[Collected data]

┌────────

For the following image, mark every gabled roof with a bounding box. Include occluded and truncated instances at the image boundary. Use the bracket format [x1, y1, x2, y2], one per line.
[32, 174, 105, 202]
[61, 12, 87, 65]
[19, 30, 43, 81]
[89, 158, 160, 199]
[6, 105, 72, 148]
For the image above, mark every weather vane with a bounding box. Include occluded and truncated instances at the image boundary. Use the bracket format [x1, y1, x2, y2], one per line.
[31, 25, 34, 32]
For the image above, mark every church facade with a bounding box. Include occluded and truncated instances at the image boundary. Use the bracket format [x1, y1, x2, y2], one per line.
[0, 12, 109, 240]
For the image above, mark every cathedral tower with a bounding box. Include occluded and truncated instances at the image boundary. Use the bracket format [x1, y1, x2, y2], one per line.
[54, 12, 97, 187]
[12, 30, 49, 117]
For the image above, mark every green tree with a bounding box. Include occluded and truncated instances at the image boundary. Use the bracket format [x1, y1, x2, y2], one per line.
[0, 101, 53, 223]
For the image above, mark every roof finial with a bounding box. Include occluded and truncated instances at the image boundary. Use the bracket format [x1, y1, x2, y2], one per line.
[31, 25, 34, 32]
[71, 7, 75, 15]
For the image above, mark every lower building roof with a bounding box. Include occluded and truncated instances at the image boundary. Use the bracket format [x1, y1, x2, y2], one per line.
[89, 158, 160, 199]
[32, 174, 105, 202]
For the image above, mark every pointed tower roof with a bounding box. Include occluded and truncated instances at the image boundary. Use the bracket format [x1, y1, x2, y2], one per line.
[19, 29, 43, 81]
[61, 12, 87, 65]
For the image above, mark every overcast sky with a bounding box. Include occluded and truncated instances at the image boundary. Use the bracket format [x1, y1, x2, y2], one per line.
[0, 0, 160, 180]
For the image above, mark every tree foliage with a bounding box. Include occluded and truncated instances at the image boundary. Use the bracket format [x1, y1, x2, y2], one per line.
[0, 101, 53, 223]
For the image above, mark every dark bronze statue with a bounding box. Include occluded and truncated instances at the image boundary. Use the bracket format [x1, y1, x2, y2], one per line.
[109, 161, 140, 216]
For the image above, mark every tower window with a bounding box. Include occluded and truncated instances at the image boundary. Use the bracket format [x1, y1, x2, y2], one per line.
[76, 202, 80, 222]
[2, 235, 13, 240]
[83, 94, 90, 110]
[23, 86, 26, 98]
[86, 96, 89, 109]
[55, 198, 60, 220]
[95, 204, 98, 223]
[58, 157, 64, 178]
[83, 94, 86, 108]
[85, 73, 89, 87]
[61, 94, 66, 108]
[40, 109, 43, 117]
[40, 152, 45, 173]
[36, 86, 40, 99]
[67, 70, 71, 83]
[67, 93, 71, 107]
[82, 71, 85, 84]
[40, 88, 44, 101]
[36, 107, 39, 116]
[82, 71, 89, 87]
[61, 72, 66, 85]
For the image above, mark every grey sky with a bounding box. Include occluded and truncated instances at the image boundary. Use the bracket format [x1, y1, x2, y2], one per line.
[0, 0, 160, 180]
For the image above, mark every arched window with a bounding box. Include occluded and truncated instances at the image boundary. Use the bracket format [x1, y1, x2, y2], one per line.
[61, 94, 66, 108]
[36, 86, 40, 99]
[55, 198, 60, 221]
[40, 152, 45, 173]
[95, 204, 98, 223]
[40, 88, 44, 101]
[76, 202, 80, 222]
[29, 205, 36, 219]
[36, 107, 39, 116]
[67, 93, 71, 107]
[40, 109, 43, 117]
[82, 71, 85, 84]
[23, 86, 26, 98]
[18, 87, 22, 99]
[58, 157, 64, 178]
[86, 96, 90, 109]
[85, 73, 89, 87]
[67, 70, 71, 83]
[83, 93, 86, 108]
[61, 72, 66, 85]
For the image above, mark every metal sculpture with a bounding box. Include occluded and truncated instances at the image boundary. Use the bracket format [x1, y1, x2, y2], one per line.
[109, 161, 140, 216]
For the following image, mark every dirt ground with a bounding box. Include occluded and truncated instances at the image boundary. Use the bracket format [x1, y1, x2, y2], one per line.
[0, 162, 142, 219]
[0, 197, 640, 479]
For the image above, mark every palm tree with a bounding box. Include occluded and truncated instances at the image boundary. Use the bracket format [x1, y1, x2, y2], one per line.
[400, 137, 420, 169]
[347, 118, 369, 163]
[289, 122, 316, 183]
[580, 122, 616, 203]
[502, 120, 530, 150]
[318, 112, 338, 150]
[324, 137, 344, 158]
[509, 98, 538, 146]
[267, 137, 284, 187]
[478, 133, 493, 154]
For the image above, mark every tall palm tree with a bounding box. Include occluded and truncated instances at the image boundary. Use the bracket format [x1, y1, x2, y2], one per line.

└────────

State how many lines of the records above contain the string "bronze". Treat case as significant, and give only the number.

WRITTEN REPLY
1